◆ Written instruction ◆
Pull out every line of the material below that contains the string "coat", treating uppercase and lowercase as different.

[Stored records]
-=-=-=-=-

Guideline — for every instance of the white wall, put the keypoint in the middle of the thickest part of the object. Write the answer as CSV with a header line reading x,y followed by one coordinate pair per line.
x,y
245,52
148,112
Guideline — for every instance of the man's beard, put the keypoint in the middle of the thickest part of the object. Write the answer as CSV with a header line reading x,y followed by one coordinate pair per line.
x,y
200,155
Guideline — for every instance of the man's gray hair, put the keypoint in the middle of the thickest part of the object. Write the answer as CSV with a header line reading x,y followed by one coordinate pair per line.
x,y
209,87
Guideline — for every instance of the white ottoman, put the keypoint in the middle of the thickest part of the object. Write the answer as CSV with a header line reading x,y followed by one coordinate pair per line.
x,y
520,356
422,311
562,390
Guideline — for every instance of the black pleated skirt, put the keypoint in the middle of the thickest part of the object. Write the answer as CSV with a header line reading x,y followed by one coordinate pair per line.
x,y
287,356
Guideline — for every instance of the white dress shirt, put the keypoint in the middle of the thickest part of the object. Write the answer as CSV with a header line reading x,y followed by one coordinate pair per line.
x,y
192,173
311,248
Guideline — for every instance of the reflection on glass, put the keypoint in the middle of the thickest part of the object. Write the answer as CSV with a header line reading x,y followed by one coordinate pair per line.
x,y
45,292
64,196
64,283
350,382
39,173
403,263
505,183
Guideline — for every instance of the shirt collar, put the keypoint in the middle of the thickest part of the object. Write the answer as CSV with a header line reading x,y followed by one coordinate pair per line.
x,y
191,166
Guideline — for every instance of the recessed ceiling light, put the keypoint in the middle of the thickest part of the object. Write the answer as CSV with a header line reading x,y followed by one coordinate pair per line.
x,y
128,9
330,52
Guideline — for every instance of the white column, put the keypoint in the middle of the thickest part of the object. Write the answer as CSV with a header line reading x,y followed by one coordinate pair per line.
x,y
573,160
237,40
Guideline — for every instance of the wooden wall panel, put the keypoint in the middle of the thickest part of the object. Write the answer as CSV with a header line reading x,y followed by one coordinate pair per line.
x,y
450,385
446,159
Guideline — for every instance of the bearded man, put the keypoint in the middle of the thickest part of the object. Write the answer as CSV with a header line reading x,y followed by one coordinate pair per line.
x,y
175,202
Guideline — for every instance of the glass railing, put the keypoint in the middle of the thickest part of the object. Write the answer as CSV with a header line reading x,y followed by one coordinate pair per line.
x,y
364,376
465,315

-=-=-=-=-

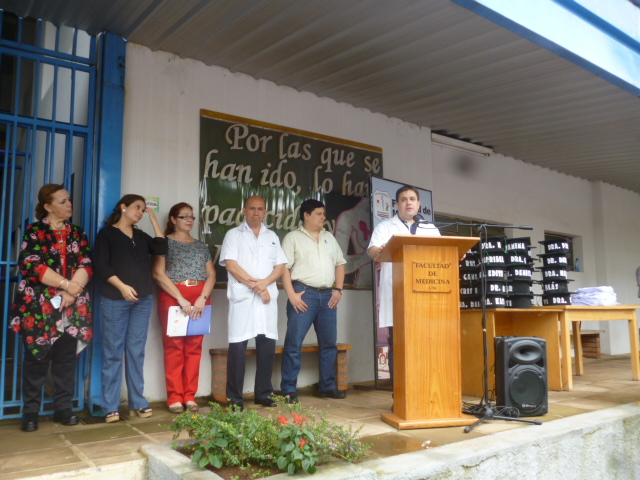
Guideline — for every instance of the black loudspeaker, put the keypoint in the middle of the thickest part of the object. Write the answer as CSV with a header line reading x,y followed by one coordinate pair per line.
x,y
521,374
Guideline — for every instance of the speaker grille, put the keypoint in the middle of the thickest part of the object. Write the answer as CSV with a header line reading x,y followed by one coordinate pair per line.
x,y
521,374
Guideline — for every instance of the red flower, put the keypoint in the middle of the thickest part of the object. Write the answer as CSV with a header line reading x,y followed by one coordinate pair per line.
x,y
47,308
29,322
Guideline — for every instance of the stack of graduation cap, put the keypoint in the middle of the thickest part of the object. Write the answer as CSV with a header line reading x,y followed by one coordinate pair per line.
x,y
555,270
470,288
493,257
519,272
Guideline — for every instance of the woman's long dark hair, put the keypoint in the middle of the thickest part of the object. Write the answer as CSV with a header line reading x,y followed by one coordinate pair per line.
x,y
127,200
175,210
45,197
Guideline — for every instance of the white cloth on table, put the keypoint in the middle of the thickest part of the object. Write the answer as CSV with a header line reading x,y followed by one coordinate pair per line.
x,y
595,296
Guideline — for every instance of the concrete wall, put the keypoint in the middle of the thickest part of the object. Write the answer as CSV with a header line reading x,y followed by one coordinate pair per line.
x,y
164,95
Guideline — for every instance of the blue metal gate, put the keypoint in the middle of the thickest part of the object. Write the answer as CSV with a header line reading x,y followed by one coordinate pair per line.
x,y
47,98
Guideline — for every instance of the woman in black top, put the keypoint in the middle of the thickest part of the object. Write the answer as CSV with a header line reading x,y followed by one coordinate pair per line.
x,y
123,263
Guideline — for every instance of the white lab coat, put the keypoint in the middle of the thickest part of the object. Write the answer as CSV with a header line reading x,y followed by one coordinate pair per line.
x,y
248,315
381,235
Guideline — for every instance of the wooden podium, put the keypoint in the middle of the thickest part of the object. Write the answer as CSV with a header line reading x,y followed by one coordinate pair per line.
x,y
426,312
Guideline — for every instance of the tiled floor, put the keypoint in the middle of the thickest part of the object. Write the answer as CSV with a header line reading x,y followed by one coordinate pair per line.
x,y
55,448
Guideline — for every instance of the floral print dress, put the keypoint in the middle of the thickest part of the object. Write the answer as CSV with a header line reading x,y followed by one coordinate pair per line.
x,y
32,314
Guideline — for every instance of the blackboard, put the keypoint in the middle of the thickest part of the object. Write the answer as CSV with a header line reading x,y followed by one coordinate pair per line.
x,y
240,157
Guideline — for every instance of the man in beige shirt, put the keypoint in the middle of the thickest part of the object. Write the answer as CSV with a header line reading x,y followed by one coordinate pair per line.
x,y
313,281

-=-=-=-=-

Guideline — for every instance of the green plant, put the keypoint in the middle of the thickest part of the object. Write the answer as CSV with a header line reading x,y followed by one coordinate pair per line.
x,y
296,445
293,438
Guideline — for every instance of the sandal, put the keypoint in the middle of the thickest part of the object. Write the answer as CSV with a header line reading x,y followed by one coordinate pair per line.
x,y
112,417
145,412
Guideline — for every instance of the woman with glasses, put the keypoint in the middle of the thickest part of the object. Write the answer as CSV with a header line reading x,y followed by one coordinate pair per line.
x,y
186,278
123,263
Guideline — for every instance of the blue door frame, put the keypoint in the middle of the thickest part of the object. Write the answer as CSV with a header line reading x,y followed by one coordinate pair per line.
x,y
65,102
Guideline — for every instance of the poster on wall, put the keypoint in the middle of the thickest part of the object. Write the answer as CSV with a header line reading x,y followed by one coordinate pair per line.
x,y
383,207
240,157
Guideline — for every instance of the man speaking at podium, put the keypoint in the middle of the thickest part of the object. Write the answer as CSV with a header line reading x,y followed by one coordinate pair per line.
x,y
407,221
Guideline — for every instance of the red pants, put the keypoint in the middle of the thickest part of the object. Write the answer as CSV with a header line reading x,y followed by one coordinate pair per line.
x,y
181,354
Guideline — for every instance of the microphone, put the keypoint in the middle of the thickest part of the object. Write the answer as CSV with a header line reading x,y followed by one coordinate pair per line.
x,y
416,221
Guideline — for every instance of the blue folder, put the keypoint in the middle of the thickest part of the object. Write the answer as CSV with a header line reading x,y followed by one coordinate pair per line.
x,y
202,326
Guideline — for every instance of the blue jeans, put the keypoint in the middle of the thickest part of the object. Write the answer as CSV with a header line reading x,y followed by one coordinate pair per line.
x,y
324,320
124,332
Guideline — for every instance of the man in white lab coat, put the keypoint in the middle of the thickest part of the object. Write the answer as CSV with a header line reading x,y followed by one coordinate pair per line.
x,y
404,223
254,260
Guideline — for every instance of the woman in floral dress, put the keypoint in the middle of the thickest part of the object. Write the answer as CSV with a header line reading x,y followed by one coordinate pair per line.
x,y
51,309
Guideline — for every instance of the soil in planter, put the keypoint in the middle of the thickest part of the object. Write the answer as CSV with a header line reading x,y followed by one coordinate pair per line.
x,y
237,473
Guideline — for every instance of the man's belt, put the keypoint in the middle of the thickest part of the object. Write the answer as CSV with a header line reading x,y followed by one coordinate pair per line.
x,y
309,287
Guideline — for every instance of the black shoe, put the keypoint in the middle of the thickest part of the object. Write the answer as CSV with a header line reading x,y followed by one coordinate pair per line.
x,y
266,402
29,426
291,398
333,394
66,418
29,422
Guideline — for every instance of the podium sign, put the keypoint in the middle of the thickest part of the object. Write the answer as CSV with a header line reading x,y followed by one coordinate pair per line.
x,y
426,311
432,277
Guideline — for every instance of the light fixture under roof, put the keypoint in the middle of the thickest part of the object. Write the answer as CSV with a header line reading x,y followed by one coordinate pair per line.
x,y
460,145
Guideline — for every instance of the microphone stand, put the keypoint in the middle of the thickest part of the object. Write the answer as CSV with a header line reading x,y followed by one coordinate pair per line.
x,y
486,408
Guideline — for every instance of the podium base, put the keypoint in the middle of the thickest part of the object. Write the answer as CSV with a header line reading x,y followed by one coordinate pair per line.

-=-=-=-=-

◆ Correct output ◆
Guideline — for every instance of the white lab coat, put the keypoint in the middle of the thickest part of the object. Write the answer as CSV with a header line reading x,y followed by one coordinate pair per line.
Guideline — for every instance of the man in white lab coat, put the keypoint in the middle of the thickest part of the object. Write the answer as CSV with a header line reading x,y followed by one coordinate pair per line.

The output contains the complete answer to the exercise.